# start of Passage provided
Tribal elder Betty Mae Jumper recounts how in 1837, two young Seminoles 
escaped from the Trail of Tears.

In 1830, the United States began rounding up all Southeastern Indians east of the Mississippi River and marching them to what had been declared Indian Territory in present-day Oklahoma. Many perished on the grueling journey, which became known as the Trail of Tears. Only the Florida Seminoles offered armed resistance, setting off the Second Seminole War (1835–1842). In 1837, when a short-lived treaty led to a brief truce, members of the Snake clan made camp near what is now Jupiter, Florida, and began to resume their normal lives. In this excerpt from her autobiography, A Seminole Legend, Betty Mae Jumper (1923–2011), a beloved storyteller and the first female chief of the Seminole Tribe of Florida, tells what happened next.

Everyone was saying it was peace at last. The soldiers quit chasing the Seminoles and promised to leave them alone. The Indians began to settle down and plant things. But one day when most of the men were out hunting, soldiers surrounded [the Snake clan’s] camp, mostly old men, women and children. Some were lucky enough to run away and ran to other camps to warn them. The captives were made to walk to the west. The people were told, “The soldiers are going to put you in big boats and send you across the big water where you will never come back.” They were made to get on the boat, and they sailed off. Finally, the boat landed [perhaps in North Florida or as far away as Louisiana]. The captives were marched to a big cage that had been made for them until they were forced to walk again.
# end of Passage provided
# start of Items
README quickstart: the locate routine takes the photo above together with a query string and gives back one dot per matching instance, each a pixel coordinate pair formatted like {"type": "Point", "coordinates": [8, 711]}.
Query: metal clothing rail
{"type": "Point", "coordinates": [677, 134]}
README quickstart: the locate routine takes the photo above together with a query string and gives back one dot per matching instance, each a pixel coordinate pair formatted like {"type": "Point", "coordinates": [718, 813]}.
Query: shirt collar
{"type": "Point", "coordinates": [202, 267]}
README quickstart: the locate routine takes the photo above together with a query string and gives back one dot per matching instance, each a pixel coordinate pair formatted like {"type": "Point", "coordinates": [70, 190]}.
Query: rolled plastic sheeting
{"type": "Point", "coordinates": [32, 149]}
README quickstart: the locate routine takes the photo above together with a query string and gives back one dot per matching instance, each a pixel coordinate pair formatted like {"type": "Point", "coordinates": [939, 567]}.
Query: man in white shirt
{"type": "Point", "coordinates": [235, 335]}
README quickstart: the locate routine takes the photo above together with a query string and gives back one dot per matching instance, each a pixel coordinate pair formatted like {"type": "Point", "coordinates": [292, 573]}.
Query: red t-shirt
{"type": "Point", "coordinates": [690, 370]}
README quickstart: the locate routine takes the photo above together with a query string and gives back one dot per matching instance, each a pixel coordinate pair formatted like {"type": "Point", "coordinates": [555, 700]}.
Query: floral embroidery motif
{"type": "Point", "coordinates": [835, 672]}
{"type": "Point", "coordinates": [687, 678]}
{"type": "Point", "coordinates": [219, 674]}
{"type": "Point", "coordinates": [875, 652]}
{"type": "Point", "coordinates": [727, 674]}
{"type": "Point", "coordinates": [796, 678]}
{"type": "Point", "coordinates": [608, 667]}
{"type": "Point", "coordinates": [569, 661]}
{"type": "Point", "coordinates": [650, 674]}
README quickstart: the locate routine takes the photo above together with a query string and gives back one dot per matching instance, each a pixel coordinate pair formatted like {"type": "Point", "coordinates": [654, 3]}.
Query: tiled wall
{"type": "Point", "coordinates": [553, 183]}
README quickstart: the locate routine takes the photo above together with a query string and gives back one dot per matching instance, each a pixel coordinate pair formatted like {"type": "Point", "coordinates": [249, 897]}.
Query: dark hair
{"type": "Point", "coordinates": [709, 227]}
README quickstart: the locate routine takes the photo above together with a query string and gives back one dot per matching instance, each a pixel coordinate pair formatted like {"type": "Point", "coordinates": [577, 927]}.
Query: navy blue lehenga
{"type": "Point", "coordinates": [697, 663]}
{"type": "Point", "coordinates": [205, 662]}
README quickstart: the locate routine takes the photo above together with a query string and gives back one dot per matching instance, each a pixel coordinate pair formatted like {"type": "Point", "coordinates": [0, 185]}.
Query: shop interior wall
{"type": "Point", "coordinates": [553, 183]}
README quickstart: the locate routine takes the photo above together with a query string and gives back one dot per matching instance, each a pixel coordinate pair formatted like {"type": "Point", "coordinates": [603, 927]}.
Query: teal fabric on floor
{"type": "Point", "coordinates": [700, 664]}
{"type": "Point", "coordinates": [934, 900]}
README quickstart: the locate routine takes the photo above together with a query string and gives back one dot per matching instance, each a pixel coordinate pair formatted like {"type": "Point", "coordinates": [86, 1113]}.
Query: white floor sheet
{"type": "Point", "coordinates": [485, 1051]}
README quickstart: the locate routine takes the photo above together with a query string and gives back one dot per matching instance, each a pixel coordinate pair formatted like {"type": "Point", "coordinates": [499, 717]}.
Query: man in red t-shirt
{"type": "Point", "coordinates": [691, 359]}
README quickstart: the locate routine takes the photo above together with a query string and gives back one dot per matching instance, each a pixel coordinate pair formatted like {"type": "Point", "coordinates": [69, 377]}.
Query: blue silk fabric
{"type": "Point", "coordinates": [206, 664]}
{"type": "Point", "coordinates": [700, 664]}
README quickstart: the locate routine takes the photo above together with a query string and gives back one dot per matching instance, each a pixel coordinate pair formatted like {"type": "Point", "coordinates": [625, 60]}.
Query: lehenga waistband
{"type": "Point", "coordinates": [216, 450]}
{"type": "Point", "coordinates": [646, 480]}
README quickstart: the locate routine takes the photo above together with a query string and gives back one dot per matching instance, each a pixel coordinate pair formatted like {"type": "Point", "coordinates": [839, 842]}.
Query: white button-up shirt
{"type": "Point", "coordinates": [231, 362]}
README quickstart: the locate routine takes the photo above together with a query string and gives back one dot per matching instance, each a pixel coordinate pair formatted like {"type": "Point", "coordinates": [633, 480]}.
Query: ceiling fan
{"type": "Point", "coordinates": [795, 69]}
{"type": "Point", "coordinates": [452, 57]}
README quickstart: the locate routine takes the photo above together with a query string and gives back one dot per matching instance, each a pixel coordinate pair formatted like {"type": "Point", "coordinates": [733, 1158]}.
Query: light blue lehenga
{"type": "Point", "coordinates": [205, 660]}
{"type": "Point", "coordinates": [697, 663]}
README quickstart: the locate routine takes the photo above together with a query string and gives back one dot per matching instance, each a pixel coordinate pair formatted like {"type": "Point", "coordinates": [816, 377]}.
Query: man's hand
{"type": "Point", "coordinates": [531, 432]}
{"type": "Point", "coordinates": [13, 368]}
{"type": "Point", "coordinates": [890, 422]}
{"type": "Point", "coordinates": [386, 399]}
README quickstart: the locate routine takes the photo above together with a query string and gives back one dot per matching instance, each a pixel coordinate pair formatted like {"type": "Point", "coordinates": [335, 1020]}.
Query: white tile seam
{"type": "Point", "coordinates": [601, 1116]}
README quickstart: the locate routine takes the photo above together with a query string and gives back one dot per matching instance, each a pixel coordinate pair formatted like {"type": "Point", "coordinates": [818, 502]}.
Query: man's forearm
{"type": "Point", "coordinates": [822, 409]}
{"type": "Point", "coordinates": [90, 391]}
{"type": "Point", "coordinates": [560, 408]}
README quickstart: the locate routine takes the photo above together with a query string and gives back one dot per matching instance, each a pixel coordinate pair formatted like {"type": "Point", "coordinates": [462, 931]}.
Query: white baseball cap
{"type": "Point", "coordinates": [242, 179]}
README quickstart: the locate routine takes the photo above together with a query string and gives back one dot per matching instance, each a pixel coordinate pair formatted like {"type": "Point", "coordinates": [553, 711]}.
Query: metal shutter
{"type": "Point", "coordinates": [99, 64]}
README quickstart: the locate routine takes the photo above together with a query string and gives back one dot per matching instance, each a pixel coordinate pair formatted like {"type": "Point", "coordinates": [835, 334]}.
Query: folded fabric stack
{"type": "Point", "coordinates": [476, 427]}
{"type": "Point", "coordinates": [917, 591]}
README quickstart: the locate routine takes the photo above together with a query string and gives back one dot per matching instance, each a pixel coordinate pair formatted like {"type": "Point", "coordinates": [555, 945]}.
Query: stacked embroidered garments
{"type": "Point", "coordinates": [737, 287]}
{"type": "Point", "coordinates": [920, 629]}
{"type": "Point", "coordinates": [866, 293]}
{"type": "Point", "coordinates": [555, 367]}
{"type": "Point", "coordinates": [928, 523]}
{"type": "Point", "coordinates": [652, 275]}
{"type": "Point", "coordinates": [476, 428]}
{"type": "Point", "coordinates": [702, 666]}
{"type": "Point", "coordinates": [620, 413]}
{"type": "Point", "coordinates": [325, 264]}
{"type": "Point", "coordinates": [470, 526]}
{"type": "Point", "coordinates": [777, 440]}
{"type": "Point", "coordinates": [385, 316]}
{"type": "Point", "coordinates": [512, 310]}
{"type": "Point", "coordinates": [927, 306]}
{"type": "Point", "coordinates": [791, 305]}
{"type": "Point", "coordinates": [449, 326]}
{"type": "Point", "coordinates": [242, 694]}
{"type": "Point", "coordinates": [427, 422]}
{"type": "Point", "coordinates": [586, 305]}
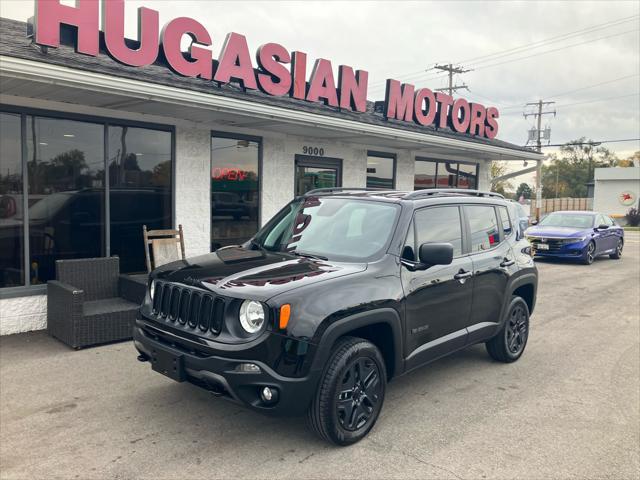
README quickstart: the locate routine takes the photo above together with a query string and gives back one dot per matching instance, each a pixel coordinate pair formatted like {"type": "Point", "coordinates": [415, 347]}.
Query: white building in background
{"type": "Point", "coordinates": [616, 190]}
{"type": "Point", "coordinates": [92, 149]}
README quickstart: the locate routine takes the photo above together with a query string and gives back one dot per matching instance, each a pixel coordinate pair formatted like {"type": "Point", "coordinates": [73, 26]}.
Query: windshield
{"type": "Point", "coordinates": [571, 220]}
{"type": "Point", "coordinates": [341, 229]}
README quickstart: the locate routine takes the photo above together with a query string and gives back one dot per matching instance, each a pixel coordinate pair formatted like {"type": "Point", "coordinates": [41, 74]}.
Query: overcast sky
{"type": "Point", "coordinates": [394, 39]}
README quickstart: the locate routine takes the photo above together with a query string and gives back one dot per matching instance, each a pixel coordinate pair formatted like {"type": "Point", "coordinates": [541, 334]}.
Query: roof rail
{"type": "Point", "coordinates": [316, 191]}
{"type": "Point", "coordinates": [427, 192]}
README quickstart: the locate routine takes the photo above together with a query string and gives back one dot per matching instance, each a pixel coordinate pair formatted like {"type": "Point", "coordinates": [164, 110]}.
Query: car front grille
{"type": "Point", "coordinates": [188, 307]}
{"type": "Point", "coordinates": [555, 244]}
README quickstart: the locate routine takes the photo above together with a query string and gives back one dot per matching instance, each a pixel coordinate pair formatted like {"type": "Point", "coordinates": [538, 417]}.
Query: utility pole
{"type": "Point", "coordinates": [540, 104]}
{"type": "Point", "coordinates": [451, 70]}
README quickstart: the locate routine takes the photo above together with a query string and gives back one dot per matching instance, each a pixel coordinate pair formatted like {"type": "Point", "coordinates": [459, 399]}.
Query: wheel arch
{"type": "Point", "coordinates": [382, 327]}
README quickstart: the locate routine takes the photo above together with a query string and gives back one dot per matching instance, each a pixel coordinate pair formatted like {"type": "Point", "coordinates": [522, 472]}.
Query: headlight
{"type": "Point", "coordinates": [152, 288]}
{"type": "Point", "coordinates": [251, 316]}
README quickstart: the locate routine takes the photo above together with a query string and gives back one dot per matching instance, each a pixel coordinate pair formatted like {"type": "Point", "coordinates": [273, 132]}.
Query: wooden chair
{"type": "Point", "coordinates": [162, 246]}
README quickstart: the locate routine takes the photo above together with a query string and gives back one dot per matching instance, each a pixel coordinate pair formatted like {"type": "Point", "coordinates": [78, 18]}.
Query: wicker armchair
{"type": "Point", "coordinates": [84, 307]}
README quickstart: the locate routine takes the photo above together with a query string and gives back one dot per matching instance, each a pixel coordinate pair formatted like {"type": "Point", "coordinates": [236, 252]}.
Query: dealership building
{"type": "Point", "coordinates": [93, 147]}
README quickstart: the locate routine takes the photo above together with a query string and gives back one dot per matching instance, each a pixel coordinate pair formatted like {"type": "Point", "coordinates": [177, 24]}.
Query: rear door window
{"type": "Point", "coordinates": [504, 219]}
{"type": "Point", "coordinates": [483, 226]}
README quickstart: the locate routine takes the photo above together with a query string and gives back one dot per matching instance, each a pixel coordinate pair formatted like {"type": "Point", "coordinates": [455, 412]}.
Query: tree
{"type": "Point", "coordinates": [524, 190]}
{"type": "Point", "coordinates": [630, 161]}
{"type": "Point", "coordinates": [569, 171]}
{"type": "Point", "coordinates": [496, 170]}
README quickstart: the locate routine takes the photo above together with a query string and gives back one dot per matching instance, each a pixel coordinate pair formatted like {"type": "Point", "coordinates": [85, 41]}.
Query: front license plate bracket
{"type": "Point", "coordinates": [168, 364]}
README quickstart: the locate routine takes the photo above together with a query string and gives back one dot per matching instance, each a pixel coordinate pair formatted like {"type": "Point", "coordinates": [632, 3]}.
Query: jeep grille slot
{"type": "Point", "coordinates": [189, 307]}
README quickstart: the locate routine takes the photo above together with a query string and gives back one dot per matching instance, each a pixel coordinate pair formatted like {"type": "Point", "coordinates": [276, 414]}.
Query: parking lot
{"type": "Point", "coordinates": [569, 408]}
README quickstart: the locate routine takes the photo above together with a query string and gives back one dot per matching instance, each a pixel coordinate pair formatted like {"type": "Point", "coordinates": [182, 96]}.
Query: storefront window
{"type": "Point", "coordinates": [140, 172]}
{"type": "Point", "coordinates": [425, 175]}
{"type": "Point", "coordinates": [11, 198]}
{"type": "Point", "coordinates": [67, 215]}
{"type": "Point", "coordinates": [380, 170]}
{"type": "Point", "coordinates": [235, 189]}
{"type": "Point", "coordinates": [445, 174]}
{"type": "Point", "coordinates": [65, 174]}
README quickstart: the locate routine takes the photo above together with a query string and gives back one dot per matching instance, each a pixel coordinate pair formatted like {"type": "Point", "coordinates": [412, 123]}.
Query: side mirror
{"type": "Point", "coordinates": [436, 254]}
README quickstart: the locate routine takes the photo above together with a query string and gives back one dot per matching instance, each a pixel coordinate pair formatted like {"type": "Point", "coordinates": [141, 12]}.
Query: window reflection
{"type": "Point", "coordinates": [11, 199]}
{"type": "Point", "coordinates": [445, 174]}
{"type": "Point", "coordinates": [234, 190]}
{"type": "Point", "coordinates": [380, 171]}
{"type": "Point", "coordinates": [65, 172]}
{"type": "Point", "coordinates": [139, 190]}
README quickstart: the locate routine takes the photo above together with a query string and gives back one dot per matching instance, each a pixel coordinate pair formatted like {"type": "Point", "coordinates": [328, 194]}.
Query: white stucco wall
{"type": "Point", "coordinates": [610, 184]}
{"type": "Point", "coordinates": [192, 199]}
{"type": "Point", "coordinates": [23, 314]}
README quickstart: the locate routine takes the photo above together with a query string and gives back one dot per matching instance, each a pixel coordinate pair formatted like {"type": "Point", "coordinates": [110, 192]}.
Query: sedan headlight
{"type": "Point", "coordinates": [152, 288]}
{"type": "Point", "coordinates": [251, 316]}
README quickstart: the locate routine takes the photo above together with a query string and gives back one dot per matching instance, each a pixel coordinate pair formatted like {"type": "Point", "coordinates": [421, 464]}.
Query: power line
{"type": "Point", "coordinates": [596, 142]}
{"type": "Point", "coordinates": [536, 44]}
{"type": "Point", "coordinates": [450, 69]}
{"type": "Point", "coordinates": [556, 49]}
{"type": "Point", "coordinates": [558, 38]}
{"type": "Point", "coordinates": [519, 105]}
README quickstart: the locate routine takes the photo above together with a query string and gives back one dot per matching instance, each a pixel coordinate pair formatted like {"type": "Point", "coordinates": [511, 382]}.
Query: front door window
# end of Items
- **Set problem 1**
Duplicate the part of the Seminole passage that begins at the words "Tribal elder Betty" and stops after "what happened next.".
- **Set problem 2**
Answer these questions from the Seminole passage.
(a) What war did the armed resistance of the Florida Seminoles set off?
(b) Near what present-day place did members of the Snake clan make camp?
(c) Where were the captives taken after the boat landed?
- **Set problem 3**
According to the Seminole passage, why were the people in the Snake clan's camp mostly old men, women and children when the soldiers surrounded it?
The items aren't needed for any of this.

- **Task answer 1**
Tribal elder Betty Mae Jumper recounts how in 1837, two young Seminoles 
escaped from the Trail of Tears.

In 1830, the United States began rounding up all Southeastern Indians east of the Mississippi River and marching them to what had been declared Indian Territory in present-day Oklahoma. Many perished on the grueling journey, which became known as the Trail of Tears. Only the Florida Seminoles offered armed resistance, setting off the Second Seminole War (1835–1842). In 1837, when a short-lived treaty led to a brief truce, members of the Snake clan made camp near what is now Jupiter, Florida, and began to resume their normal lives. In this excerpt from her autobiography, A Seminole Legend, Betty Mae Jumper (1923–2011), a beloved storyteller and the first female chief of the Seminole Tribe of Florida, tells what happened next.

- **Task answer 2**
(a) The Second Seminole War (1835–1842).
(b) Near what is now Jupiter, Florida.
(c) They were marched to a big cage that had been made for them.

- **Task answer 3**
Most of the men were out hunting that day. This left mainly old men, women and children in the camp.